(Natural language region descriptions)
◆ ◆ ◆ ◆
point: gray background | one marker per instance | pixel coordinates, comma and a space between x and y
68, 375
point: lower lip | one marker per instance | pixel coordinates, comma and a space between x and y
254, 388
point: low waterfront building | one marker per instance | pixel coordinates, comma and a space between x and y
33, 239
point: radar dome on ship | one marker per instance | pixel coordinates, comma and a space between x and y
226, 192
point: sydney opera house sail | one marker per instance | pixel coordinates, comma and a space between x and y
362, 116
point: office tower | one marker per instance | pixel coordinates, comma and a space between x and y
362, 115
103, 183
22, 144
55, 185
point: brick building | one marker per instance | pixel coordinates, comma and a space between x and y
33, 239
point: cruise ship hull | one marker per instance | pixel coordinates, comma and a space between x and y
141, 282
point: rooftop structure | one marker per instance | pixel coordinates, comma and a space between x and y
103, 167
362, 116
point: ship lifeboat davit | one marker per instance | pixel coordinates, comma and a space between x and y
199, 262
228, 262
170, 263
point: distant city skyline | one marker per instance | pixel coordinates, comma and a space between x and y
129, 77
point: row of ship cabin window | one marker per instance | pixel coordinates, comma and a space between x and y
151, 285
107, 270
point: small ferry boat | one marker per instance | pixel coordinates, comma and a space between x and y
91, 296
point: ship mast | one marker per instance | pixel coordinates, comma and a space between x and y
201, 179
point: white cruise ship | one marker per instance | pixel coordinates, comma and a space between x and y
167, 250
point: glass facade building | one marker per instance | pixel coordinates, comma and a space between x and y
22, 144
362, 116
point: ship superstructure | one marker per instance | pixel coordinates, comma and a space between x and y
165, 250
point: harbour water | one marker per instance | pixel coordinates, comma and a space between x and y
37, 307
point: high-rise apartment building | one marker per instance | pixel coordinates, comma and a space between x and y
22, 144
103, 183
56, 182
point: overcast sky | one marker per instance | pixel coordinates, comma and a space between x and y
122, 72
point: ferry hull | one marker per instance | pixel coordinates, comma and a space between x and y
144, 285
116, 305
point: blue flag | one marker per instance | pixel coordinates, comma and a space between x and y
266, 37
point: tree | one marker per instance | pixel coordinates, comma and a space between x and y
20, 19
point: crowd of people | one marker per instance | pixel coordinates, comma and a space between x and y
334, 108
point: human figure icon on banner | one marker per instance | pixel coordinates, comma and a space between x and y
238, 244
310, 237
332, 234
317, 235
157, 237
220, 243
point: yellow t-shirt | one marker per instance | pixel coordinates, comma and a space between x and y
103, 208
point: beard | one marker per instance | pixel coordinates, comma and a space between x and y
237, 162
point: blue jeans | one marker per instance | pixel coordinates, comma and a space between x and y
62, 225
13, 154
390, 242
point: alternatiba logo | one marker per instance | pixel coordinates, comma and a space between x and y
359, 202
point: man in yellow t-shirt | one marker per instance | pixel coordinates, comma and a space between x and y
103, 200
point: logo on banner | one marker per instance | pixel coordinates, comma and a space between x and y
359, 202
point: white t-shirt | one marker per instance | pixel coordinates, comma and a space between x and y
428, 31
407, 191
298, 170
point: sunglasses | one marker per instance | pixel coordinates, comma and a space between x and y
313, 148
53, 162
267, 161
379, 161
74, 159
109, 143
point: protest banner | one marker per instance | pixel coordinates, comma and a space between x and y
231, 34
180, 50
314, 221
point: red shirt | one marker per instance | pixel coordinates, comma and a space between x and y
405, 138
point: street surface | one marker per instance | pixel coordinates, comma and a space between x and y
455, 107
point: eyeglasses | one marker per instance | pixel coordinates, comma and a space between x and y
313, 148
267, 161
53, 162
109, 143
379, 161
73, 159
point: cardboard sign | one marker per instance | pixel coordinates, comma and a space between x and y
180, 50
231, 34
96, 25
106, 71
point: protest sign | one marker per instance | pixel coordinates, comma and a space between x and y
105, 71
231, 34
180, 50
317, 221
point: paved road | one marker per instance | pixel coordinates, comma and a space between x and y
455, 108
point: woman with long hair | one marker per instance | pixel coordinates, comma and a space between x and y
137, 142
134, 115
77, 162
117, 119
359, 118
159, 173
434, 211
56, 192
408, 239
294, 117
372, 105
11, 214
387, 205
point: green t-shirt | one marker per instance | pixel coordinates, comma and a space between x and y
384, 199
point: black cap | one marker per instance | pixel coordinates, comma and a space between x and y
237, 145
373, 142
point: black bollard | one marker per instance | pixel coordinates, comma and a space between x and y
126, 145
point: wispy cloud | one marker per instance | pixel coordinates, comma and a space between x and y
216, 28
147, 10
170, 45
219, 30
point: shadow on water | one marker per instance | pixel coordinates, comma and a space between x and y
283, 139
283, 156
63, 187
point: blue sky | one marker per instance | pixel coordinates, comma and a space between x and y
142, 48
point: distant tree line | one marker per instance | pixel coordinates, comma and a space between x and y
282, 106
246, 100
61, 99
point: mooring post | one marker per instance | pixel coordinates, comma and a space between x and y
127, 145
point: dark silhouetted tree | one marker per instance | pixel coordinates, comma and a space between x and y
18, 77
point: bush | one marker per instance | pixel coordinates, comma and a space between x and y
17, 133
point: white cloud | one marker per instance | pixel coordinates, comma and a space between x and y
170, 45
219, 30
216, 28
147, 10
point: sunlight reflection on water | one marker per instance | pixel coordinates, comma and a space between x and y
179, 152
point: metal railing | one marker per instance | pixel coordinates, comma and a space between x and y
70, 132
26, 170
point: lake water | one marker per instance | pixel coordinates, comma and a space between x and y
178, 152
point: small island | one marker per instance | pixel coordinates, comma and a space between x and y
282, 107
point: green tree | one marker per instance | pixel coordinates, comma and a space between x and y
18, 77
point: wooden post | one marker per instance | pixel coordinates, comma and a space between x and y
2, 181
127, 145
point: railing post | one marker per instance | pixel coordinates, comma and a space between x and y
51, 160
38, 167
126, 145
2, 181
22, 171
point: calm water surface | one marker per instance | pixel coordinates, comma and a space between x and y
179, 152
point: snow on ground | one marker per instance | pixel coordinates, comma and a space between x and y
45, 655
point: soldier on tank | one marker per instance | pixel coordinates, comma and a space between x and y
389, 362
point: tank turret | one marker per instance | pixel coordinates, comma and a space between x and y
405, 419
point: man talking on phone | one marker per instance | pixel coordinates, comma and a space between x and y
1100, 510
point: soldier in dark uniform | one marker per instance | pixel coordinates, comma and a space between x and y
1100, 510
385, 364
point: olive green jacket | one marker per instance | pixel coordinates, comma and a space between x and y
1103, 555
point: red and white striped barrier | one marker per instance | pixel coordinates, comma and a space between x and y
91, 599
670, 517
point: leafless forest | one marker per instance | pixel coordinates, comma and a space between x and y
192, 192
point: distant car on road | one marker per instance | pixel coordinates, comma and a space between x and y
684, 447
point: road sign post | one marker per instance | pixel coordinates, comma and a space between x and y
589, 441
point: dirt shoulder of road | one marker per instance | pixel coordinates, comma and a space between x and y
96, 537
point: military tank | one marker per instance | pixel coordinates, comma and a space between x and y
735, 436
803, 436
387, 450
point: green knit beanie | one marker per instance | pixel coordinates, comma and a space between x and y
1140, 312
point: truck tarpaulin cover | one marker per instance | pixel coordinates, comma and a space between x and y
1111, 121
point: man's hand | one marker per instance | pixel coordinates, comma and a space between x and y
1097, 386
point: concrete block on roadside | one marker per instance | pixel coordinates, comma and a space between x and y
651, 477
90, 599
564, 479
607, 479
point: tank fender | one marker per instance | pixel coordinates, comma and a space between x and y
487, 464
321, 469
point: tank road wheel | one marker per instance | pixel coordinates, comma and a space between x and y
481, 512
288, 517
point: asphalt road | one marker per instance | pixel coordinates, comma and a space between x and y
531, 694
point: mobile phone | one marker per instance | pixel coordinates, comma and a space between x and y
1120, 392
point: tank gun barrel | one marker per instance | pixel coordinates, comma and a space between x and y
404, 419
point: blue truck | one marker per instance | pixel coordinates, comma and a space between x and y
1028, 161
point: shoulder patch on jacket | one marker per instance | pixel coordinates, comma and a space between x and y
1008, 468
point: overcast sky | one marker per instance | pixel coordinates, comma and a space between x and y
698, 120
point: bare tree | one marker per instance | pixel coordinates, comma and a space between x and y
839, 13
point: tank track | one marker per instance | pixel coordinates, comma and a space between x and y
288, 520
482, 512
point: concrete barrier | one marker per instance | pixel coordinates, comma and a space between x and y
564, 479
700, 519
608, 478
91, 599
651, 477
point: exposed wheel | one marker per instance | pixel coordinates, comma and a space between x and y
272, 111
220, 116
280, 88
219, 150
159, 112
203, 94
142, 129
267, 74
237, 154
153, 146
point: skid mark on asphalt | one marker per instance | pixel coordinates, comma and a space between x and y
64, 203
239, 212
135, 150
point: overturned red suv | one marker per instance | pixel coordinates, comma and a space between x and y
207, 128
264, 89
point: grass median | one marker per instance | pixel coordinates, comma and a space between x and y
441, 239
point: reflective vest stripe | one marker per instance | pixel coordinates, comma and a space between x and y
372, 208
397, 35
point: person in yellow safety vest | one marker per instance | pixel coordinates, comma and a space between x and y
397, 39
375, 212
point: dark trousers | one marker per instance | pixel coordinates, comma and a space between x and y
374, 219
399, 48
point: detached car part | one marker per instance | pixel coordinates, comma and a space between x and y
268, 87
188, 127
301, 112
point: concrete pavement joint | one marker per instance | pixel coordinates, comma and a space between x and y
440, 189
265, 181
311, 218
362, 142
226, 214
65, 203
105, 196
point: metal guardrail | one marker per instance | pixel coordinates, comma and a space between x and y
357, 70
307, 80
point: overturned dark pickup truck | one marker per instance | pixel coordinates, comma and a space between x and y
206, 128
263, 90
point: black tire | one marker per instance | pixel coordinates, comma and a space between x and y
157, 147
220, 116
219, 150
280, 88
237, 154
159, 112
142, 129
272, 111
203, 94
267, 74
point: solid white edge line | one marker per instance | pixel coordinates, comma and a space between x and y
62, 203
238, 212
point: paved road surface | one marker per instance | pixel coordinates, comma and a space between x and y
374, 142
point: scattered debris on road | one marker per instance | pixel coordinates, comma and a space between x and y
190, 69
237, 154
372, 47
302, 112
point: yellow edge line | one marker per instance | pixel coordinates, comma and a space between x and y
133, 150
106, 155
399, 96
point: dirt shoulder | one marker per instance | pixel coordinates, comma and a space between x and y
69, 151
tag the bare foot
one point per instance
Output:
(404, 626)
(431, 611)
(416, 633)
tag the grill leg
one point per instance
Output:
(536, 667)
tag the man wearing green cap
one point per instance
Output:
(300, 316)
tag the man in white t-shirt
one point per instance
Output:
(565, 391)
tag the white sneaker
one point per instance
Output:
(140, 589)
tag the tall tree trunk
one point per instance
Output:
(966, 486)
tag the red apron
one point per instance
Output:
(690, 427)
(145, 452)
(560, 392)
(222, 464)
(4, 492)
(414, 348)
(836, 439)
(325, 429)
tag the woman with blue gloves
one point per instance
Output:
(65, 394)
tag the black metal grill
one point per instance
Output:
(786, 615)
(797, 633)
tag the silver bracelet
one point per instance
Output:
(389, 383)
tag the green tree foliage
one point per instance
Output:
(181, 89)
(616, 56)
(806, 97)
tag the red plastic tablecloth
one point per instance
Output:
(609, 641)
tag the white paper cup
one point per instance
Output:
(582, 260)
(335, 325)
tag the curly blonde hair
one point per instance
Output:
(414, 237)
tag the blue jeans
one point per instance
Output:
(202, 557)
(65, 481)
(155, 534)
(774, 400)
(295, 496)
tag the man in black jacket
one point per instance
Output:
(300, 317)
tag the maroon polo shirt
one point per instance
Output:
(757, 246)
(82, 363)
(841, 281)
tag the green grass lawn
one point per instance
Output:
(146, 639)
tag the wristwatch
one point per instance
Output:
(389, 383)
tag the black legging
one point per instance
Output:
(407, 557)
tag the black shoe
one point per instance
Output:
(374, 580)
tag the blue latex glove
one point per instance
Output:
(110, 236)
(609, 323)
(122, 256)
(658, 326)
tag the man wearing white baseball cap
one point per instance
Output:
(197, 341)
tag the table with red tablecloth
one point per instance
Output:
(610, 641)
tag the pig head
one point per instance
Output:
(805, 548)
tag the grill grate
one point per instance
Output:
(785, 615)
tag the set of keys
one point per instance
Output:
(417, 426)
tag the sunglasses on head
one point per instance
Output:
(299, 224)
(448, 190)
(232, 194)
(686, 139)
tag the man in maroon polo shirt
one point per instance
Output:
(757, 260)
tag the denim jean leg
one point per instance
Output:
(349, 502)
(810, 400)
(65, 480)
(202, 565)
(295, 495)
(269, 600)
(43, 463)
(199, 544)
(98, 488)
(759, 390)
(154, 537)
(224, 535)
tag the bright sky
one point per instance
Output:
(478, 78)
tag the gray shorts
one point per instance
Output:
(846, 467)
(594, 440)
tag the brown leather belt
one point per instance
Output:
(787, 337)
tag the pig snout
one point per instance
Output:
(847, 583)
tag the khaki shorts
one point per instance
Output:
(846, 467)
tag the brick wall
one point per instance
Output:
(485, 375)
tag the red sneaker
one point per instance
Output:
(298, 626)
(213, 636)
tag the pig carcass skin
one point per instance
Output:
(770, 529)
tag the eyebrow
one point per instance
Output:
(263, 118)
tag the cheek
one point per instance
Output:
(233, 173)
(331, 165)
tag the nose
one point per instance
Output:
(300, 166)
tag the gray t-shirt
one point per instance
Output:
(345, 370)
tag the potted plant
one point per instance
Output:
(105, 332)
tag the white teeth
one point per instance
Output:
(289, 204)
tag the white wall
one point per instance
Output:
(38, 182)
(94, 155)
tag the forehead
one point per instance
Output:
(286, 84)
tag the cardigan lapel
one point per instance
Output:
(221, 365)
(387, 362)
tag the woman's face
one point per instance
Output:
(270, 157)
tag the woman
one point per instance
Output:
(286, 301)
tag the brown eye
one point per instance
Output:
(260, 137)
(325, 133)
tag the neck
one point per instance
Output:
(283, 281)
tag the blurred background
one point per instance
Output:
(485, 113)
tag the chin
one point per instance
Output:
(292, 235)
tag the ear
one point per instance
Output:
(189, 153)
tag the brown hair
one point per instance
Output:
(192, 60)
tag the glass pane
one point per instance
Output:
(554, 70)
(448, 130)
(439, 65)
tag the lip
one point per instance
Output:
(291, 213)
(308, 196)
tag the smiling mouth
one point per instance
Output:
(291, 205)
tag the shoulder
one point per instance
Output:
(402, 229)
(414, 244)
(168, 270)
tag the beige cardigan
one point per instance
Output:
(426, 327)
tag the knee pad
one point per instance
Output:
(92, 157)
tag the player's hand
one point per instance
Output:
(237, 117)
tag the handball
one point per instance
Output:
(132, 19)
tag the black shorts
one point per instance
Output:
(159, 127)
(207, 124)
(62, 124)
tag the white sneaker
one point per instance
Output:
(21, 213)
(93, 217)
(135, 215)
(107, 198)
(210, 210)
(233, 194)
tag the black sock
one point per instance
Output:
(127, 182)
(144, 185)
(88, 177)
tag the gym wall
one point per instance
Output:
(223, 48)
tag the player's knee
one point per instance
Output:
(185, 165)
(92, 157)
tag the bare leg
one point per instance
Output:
◆ ◆ ◆ ◆
Exercise aim: Looking at the data above, how many lines hold the word "polo"? Respond with the number alone.

Result of the exercise: 2